## Problem details
Set the data down once more, in full and exactly.

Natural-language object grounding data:
◆ ◆ ◆ ◆ ◆

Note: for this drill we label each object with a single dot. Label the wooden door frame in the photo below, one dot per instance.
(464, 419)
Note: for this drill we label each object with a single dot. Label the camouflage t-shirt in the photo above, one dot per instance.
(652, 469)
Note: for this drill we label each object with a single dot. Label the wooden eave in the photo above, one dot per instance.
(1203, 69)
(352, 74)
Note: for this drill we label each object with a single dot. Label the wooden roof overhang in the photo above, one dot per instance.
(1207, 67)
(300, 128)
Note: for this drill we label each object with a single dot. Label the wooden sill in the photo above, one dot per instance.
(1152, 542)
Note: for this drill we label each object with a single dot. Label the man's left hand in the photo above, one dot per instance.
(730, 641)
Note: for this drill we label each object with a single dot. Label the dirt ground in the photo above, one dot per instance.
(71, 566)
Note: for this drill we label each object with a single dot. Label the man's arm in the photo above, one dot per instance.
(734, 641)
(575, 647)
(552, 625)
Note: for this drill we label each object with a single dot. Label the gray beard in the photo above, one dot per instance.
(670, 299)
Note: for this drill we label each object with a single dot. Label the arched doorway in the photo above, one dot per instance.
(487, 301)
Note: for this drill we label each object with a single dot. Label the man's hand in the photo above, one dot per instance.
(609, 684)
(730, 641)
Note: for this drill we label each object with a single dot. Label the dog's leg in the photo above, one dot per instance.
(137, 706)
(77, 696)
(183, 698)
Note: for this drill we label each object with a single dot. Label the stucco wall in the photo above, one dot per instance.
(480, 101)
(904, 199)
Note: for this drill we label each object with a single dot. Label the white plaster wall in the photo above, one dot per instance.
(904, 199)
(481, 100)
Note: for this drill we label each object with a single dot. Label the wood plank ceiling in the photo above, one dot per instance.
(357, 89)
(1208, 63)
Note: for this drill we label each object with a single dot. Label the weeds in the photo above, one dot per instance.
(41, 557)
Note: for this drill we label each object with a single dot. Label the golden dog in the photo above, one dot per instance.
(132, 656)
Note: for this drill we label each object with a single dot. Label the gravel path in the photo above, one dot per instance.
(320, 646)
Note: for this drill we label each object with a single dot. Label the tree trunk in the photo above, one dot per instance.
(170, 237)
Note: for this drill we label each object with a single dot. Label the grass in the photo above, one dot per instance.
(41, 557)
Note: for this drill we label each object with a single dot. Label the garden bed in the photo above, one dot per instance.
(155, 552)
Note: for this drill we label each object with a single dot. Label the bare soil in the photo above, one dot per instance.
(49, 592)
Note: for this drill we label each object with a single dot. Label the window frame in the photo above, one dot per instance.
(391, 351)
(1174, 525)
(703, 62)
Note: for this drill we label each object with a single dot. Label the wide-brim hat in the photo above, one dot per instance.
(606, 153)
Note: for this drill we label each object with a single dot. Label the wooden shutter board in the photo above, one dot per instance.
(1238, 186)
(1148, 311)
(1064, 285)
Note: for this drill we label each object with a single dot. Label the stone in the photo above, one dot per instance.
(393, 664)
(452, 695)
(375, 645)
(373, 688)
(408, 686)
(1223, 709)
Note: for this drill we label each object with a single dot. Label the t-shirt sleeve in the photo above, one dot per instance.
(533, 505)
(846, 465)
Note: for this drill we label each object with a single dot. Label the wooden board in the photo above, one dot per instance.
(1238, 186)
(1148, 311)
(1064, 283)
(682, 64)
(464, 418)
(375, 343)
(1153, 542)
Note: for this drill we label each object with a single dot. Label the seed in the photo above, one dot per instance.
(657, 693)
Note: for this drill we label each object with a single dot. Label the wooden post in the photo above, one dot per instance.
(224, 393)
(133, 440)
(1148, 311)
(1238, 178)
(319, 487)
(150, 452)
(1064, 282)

◆ ◆ ◆ ◆ ◆

## Result of the task
Note: for this drill we label each object with a single dot. Label the wooden door frame in the photo below, one dot per instance.
(464, 419)
Note: for this drill we label each object with a single dot. Label the camouflage t-shirt in the photo above, one dot per instance.
(652, 469)
Note: for this drill we label each object with a single dot. Label the wooden eave in the photo above, one dot per instance.
(1203, 69)
(352, 74)
Note: for this drill we label each object with a single dot. Label the wooden roof overhang in the photo above, one dot per instance.
(1207, 67)
(300, 128)
Note: for this drill we label each object with a single dot. Label the wooden sill in the photo above, one dot per instance.
(1152, 542)
Note: for this drill we label each object with a single dot. Label the man's left hand in the photo above, one dot per instance.
(730, 641)
Note: for this drill we label each object with a single dot. Label the dirt ground in the photo above, one dot per instance.
(71, 566)
Note: for this drill we label each object with a single dot. Label the man's arm in the photo above, one dot per instance.
(734, 641)
(575, 647)
(552, 625)
Note: for this drill we label each object with a single dot. Label the gray beard in the photo above, one dot per instance.
(670, 299)
Note: for this drill we label each object with a single dot. Label the arched doorway in the photo above, one dot per instance.
(487, 301)
Note: for this drill we label each object with a single dot. Label the man's hand in the photo above, one dot per instance.
(609, 684)
(730, 641)
Note: for this drill we label each object with a single dot. Label the dog's leg in the photo above, one dot per instance.
(137, 706)
(77, 696)
(183, 698)
Note: for this drill we label each object with a single dot. Label the stucco wall in the photo above, one dot per instance.
(480, 101)
(904, 199)
Note: for this drill we label each object with a single dot. Label the white plaster wall in the photo above, one dot per instance.
(904, 199)
(481, 100)
Note: for this drill we label each object with a single dot. Label the wood plank ceiling in the photo above, one dot per instance.
(357, 89)
(1208, 63)
Note: for this drill we label each object with a single dot. Label the weeds in the photo above, one dot per instance.
(41, 557)
Note: for this drill we label each object with a single dot. Label the golden dog in the photo above, one dot per instance.
(132, 656)
Note: for this drill we label each object with a single dot. Label the gravel path in the photo above, one dot per instance.
(320, 646)
Note: for this drill we label each object with a single dot. Label the tree trunk in the photo above, one dot per instance.
(170, 237)
Note: for this drill we label each object with a single dot. Label the grass in the photo above, one dot per instance.
(41, 557)
Note: for this drill we label each object with a single dot. Label the garden bed in the photo above, one dot per instance.
(155, 552)
Note: for this drill we label each object with a single dot. Label the bare soil in the photo above, one dot per instance.
(49, 592)
Note: for this drill we label each object with a single dot. Label the window frame in the photo above, one dot per instance.
(391, 351)
(1174, 525)
(703, 62)
Note: for this drill we label each object with a single dot. Label the wide-brim hat in the photo above, one dot per instance.
(606, 153)
Note: for this drill we label each object with a single dot. Label the wooden shutter board in the photo above, one dot per instance.
(1238, 186)
(1148, 311)
(1064, 285)
Note: for this drill we label each object with a single dot. Label the stone in the photo above, one dot per instance.
(393, 664)
(452, 695)
(375, 645)
(373, 688)
(408, 686)
(1223, 709)
Note: for this drill we label each object with a single dot. Label the t-shirt sleeve in the photo above, one dot per instance.
(533, 505)
(846, 465)
Note: for this drill we label each object with a single dot. Label the wooden board in the photo above, one dot per instance.
(1238, 186)
(1148, 311)
(1064, 283)
(682, 64)
(464, 418)
(375, 343)
(1153, 542)
Note: for this drill we label each object with a single dot. Label the seed in the photo above, one dot per instance.
(657, 693)
Note: for this drill we label each object with a single dot. Label the wooden post in the photo above, one dot per instance.
(224, 393)
(133, 440)
(1148, 311)
(1238, 178)
(319, 487)
(150, 452)
(1064, 282)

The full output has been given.